The task: From the line with "the green tree" to the final line of the records, reproduce every line exactly and only those lines.

* start *

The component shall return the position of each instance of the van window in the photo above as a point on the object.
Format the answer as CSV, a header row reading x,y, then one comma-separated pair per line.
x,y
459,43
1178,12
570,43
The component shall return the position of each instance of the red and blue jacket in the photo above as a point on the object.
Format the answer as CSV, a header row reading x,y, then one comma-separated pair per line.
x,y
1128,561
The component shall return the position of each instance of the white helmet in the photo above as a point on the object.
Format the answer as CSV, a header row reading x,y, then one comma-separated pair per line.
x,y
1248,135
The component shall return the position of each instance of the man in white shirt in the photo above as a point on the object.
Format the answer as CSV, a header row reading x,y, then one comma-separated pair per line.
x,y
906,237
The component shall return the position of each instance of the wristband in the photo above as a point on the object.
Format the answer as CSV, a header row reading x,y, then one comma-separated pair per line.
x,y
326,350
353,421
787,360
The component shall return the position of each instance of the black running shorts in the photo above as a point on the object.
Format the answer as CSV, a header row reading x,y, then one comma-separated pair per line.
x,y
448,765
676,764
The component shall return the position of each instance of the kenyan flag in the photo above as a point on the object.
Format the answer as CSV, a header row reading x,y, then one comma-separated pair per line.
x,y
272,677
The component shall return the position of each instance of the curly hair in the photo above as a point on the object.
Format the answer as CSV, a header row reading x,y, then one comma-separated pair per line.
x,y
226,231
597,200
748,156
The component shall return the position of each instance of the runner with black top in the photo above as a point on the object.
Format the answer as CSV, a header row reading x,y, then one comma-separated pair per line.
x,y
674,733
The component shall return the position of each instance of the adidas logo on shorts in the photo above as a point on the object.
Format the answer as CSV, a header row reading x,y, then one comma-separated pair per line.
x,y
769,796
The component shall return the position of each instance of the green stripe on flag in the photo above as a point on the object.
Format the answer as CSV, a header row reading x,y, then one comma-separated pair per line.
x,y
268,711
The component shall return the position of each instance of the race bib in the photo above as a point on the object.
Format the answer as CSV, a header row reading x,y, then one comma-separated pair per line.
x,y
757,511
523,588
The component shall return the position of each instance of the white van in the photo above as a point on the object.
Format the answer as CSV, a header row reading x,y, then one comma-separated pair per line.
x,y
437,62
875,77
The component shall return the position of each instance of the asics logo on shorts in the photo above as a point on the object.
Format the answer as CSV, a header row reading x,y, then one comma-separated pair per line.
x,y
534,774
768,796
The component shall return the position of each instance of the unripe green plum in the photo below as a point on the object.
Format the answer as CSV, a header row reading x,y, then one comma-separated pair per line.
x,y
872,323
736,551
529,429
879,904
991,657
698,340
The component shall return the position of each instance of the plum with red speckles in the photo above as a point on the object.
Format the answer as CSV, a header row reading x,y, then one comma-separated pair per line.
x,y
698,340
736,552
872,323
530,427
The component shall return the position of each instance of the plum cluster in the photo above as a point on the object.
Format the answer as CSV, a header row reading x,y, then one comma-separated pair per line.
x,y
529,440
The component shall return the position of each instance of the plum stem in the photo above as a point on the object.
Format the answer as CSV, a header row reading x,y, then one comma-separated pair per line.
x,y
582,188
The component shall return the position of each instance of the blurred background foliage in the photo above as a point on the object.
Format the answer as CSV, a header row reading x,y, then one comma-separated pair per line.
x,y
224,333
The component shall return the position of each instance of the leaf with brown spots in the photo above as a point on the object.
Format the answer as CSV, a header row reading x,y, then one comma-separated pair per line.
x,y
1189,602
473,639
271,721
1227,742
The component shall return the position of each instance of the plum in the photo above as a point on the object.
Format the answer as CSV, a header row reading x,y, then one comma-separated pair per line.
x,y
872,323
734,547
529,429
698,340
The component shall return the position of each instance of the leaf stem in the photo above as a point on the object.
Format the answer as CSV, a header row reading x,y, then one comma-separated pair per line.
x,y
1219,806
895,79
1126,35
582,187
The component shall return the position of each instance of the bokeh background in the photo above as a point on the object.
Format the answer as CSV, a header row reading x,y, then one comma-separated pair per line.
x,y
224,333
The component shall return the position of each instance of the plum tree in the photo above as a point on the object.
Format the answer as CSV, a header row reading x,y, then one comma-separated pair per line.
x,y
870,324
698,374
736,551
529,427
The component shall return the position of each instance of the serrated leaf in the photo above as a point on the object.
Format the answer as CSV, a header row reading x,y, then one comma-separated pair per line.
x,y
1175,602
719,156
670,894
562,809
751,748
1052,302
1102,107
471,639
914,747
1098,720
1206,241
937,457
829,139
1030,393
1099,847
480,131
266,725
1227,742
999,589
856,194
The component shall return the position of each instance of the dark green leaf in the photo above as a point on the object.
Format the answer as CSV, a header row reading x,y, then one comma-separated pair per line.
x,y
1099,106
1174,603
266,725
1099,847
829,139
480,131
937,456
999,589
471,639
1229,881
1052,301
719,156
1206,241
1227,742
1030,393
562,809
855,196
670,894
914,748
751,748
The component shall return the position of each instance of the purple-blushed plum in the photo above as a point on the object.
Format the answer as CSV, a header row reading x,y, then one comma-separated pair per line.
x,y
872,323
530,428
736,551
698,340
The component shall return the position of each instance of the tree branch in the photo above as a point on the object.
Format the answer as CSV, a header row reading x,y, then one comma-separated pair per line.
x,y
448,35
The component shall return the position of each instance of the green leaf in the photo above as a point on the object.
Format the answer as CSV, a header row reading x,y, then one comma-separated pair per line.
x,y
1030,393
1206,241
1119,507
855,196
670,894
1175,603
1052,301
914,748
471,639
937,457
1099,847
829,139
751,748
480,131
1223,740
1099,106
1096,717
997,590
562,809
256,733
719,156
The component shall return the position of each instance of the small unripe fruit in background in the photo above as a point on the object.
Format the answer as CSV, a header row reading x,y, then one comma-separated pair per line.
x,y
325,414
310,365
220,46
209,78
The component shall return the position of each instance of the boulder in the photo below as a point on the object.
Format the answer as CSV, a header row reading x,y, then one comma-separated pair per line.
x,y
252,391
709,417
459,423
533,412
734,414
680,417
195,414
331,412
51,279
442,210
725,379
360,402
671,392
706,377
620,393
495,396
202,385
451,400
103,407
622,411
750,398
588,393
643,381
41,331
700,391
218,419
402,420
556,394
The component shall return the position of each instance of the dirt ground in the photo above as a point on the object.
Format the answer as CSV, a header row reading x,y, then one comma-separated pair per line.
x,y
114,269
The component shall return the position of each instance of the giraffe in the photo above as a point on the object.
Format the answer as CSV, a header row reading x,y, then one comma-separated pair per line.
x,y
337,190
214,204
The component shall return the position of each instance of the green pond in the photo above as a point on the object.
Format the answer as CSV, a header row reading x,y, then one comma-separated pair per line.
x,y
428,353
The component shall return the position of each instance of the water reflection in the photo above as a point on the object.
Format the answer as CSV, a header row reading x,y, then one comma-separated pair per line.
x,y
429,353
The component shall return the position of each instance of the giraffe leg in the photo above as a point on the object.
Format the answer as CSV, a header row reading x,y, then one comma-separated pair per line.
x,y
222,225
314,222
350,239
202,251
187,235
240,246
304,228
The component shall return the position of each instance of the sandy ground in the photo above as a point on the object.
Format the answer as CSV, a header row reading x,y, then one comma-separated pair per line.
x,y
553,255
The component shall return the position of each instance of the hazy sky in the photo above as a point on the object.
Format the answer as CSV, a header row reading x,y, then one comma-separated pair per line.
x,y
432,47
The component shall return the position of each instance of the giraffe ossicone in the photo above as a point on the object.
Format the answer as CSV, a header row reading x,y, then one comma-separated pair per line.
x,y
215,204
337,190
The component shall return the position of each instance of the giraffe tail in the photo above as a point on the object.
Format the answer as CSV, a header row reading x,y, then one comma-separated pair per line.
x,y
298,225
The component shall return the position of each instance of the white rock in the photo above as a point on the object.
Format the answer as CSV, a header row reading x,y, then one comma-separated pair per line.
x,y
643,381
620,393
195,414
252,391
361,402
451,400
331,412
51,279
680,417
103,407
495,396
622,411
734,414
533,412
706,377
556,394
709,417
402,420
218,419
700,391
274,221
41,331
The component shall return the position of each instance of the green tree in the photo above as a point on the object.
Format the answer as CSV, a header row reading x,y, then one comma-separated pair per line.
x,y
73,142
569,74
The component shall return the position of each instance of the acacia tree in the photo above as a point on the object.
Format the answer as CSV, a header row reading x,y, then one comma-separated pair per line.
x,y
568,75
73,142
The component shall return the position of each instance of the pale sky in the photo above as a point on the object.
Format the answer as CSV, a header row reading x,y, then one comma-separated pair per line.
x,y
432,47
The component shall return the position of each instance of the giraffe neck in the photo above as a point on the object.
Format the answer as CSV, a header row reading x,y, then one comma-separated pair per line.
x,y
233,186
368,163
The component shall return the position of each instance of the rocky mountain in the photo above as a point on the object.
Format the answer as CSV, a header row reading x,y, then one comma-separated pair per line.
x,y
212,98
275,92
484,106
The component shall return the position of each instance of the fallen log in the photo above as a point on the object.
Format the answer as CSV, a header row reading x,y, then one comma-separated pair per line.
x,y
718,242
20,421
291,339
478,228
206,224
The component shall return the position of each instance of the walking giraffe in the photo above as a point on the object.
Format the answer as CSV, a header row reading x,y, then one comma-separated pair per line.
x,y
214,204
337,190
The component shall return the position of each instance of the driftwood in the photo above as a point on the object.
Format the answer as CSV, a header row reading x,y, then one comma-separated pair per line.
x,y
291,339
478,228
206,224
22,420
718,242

* end *

Final answer:
The component shall return the position of each instance of the green tree in the photo above as a point on the object.
Format the answer as CSV, a header row reading x,y, then one comma-separated pair per line.
x,y
73,142
569,74
The component shall return the position of each instance of the acacia tree in the photo above as a point on the object.
Format the answer as CSV, a header row reading x,y, then one comma-separated pair per line.
x,y
568,75
73,142
The component shall return the position of each instance of the pale sky in the photo above as a point on the object.
Format the answer as CSV, a header row reading x,y, then one comma-separated pair per line.
x,y
432,47
The component shall return the position of each instance of the giraffe neck in the photo above as a point on the object.
Format the answer as CSV, a header row reading x,y, then one comma-separated pair per line.
x,y
233,186
368,163
The component shall return the position of each instance of the rocky mountain in the photo above as a point on the object.
Format the answer as CSV, a header row reading x,y, then one comma-separated pair per line.
x,y
212,98
275,92
484,106
The component shall return the position of each instance of the fallen log in the photo above as a point on the object.
Format the answer as CSV, a header row reading x,y, then one comma-separated pair per line.
x,y
718,242
20,421
291,339
478,228
206,224
The component shall return the position of each instance of the walking giraffe in the photo above as a point on the object.
Format the answer as CSV, a header row reading x,y, then one comma-separated pair per line.
x,y
214,204
337,190
The component shall return the position of each instance of the driftwood in the photo above as a point on the object.
Format the answer as CSV, a header row reading x,y, then one comma-separated pair per line.
x,y
291,339
478,228
206,224
22,420
718,242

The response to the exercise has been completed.